[Point-per-instance localization data]
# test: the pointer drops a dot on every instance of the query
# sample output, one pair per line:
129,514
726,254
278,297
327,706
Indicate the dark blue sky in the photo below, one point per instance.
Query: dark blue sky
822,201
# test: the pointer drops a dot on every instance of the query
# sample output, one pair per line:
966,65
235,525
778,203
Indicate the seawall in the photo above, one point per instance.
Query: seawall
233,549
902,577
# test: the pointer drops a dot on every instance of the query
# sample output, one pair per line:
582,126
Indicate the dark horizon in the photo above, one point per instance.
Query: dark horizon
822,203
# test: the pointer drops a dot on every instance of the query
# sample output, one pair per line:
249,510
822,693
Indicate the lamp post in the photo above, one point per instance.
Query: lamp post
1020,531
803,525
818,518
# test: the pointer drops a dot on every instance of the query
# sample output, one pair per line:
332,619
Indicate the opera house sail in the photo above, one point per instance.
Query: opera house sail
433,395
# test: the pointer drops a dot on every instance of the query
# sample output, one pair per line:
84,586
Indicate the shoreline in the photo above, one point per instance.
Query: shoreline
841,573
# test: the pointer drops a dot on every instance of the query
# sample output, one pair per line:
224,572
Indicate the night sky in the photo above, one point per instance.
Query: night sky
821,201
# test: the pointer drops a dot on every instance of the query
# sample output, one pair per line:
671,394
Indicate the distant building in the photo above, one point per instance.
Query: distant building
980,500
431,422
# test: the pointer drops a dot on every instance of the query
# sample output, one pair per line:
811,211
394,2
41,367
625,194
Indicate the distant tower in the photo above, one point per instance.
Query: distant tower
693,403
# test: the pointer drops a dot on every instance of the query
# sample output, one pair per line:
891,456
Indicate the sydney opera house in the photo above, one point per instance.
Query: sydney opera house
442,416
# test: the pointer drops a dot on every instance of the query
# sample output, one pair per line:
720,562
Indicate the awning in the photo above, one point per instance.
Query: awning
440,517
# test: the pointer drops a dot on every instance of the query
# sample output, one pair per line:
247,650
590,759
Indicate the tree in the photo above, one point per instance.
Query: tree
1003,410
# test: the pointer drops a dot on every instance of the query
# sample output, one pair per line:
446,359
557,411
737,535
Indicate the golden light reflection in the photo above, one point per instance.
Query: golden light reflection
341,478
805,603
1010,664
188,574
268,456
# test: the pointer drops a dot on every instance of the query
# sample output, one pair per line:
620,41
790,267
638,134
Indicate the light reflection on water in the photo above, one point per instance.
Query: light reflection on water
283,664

**PROMPT:** All of the entries above must be quoted exactly.

**SOLUTION TO THE PROBLEM:**
# test: the pointer drops a dot on every instance of the query
# sample output, one pair per line:
129,514
726,254
278,297
327,706
Indicate the dark blue sky in the photo below, one point per instance.
Query: dark blue sky
822,201
# test: the pointer drops a dot on every instance of the query
# sample output, one pair per line:
966,65
235,525
778,203
Indicate the seawall in the photo above, one point per instance.
Query: seawall
233,549
902,577
# test: the pointer drops a dot on every instance of the query
# sample output, one pair per line:
582,126
Indicate the dark horizon in the photo above, one point per instance.
Query: dark horizon
822,203
# test: the pointer drops a dot on every instance of the query
# sample output, one pair per line:
249,510
822,693
Indicate the lamp post in the photo above, one point per instance.
Query: lamp post
1020,531
803,525
818,518
# test: the pointer drops a dot on every instance of the query
# sample output, one pair per line:
332,619
Indicate the opera house sail in the photo above, one point per instance.
Query: opera house sail
433,395
# test: the pointer drops a dot on every instance of the query
# sample output, one pair per line:
84,586
Indicate the shoreline in the photo above, one point per instance.
Query: shoreline
841,573
# test: the pointer drops a dot on every instance of the query
# sample output, one pair per line:
224,572
Indicate the night sky in the photo above, one point per instance.
Query: night sky
821,201
# test: the pointer drops a dot on every instance of the query
# sample output, one pair per line:
671,394
Indicate the distant building in the photo above, one point per instance.
Query: distant building
980,500
431,422
# test: the pointer drops a dot on every instance of the query
# sample output, one pair per line:
811,211
394,2
41,367
625,194
Indicate the distant tower in the photo above, one point per instance.
Query: distant tower
693,403
# test: the pointer drops a dot on every instance of the query
# sample output, one pair per line:
891,456
Indicate the sydney opera house in the photo above, one point per instance.
Query: sydney opera house
442,416
# test: the pointer drops a dot on every instance of the query
# sample output, one pair per line:
720,562
Indicate the awning in the photo above, one point per instance.
Query: awning
440,517
# test: the pointer drops a dot on every instance of the query
# sample output, one pair per line:
247,650
590,759
Indicate the tree in the photo above, one point per instance.
Query: tree
1003,410
# test: the pointer drops a dot on every instance of the query
# sample output, one pair per line:
446,359
557,411
737,535
Indicate the golden light reflection in the photo above, one point per instance.
Query: golden light reflection
341,478
805,603
1010,664
188,574
268,456
# test: the pointer drops a dot on every instance of the query
# sample output, one pair per line:
620,41
790,267
638,134
Indicate the light reflection on water in the photo above, one point per instance.
Query: light reflection on water
283,664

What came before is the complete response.